Rewrite the records below as a two-column CSV with a header row naming the columns "prompt" and "response," one row per record. Put each record's text and its answer in one quoted field each, with line breaks replaced by spaces.

>> START Provided material

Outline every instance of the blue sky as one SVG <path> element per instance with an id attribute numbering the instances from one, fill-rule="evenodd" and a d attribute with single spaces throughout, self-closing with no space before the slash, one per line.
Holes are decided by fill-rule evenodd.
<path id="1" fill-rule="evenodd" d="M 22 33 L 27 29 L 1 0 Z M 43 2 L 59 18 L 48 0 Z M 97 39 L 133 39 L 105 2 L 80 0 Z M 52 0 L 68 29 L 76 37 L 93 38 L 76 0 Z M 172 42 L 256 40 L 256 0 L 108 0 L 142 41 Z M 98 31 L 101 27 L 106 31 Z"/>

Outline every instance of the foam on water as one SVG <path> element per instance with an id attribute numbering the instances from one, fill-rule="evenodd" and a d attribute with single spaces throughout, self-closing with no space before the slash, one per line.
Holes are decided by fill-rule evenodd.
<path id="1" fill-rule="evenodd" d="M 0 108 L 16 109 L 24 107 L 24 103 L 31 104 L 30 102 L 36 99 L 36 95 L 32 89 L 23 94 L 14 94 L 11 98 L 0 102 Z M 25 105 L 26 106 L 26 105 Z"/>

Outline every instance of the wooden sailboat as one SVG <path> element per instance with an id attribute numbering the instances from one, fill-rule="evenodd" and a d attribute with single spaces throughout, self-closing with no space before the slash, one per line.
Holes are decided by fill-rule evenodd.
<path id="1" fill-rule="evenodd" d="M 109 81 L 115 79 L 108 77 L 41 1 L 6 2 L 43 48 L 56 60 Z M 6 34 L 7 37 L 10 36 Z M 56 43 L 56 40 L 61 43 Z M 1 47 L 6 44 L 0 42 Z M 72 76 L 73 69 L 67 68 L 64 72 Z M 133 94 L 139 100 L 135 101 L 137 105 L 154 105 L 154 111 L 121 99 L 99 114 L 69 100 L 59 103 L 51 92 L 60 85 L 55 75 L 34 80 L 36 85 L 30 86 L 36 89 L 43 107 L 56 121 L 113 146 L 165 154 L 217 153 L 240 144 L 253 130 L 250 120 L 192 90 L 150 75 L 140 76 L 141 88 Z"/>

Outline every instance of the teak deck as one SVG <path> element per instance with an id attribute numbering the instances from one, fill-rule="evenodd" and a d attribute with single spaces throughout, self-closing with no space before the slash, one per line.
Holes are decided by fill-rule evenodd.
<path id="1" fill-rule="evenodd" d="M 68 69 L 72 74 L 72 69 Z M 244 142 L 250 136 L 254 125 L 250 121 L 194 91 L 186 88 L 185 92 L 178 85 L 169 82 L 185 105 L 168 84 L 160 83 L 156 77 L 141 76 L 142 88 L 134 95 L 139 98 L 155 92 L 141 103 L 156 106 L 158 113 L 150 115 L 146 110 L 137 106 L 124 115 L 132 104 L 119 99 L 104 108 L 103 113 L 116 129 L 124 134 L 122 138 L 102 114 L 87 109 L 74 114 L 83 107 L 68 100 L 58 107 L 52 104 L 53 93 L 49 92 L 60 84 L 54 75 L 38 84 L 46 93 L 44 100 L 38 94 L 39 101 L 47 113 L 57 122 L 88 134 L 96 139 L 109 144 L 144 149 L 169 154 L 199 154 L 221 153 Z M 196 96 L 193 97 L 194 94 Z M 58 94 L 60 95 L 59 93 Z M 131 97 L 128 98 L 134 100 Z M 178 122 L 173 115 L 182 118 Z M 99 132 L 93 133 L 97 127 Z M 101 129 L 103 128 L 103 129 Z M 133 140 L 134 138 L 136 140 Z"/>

>> END Provided material

• **Response to the task**:
prompt,response
"Outline every instance of the blue sky as one SVG <path> element per instance with an id attribute numbering the instances from one, fill-rule=""evenodd"" and a d attribute with single spaces throughout, self-closing with no space before the slash, one per line. Holes are decided by fill-rule evenodd.","<path id=""1"" fill-rule=""evenodd"" d=""M 22 33 L 27 29 L 1 0 Z M 43 2 L 59 18 L 48 0 Z M 97 39 L 133 39 L 105 2 L 80 0 Z M 52 0 L 68 29 L 76 37 L 93 38 L 76 0 Z M 172 42 L 256 40 L 256 0 L 108 0 L 142 41 Z M 98 31 L 101 27 L 106 31 Z""/>"
"Outline every instance of the foam on water as one SVG <path> element per instance with an id attribute numbering the instances from one, fill-rule=""evenodd"" and a d attribute with single spaces throughout, self-closing with no space before the slash, one per line. Holes are decided by fill-rule evenodd.","<path id=""1"" fill-rule=""evenodd"" d=""M 0 108 L 16 109 L 24 107 L 24 103 L 31 104 L 30 102 L 36 99 L 36 95 L 32 89 L 23 94 L 14 94 L 11 98 L 0 102 Z M 25 105 L 26 106 L 26 105 Z""/>"
"Outline every instance of the wooden sailboat as one SVG <path> element per instance with an id attribute numbering the instances from one, fill-rule=""evenodd"" and a d attribute with single spaces throughout, self-closing with no space before the slash, one per line. Holes are decided by fill-rule evenodd.","<path id=""1"" fill-rule=""evenodd"" d=""M 109 81 L 115 79 L 108 77 L 41 1 L 6 2 L 43 48 L 56 60 Z M 6 34 L 7 37 L 10 36 Z M 56 43 L 56 40 L 61 43 Z M 1 47 L 6 44 L 0 42 Z M 72 76 L 73 69 L 67 68 L 64 72 Z M 133 94 L 139 100 L 135 101 L 137 105 L 154 105 L 154 111 L 121 99 L 99 114 L 69 100 L 59 103 L 51 92 L 60 85 L 55 75 L 34 80 L 36 85 L 30 86 L 36 89 L 43 107 L 56 121 L 113 146 L 165 154 L 217 153 L 240 144 L 253 130 L 250 120 L 192 90 L 150 75 L 140 76 L 141 88 Z""/>"
"Outline every instance of the teak deck as one SVG <path> element per instance with an id attribute numbering the instances from one, fill-rule=""evenodd"" and a d attribute with single spaces throughout, self-closing with no space before the slash, one per line. Holes are decided by fill-rule evenodd.","<path id=""1"" fill-rule=""evenodd"" d=""M 68 69 L 72 74 L 72 69 Z M 244 142 L 250 136 L 254 125 L 250 121 L 194 91 L 186 88 L 185 92 L 178 85 L 169 82 L 185 105 L 168 84 L 160 83 L 156 77 L 141 76 L 142 88 L 134 95 L 139 98 L 155 92 L 141 103 L 156 106 L 158 113 L 150 115 L 146 110 L 137 106 L 124 115 L 132 104 L 119 99 L 104 108 L 103 113 L 116 129 L 124 134 L 122 138 L 102 114 L 87 109 L 74 114 L 83 107 L 68 100 L 58 107 L 52 104 L 53 93 L 49 92 L 60 84 L 54 75 L 38 84 L 46 93 L 44 100 L 38 94 L 39 101 L 47 113 L 57 122 L 88 134 L 96 139 L 109 144 L 144 149 L 169 154 L 199 154 L 221 153 Z M 196 96 L 193 97 L 194 94 Z M 58 94 L 60 95 L 59 93 Z M 131 97 L 128 98 L 134 100 Z M 178 122 L 173 115 L 182 118 Z M 99 132 L 93 133 L 97 127 Z M 101 129 L 103 128 L 103 129 Z M 133 140 L 134 138 L 136 140 Z""/>"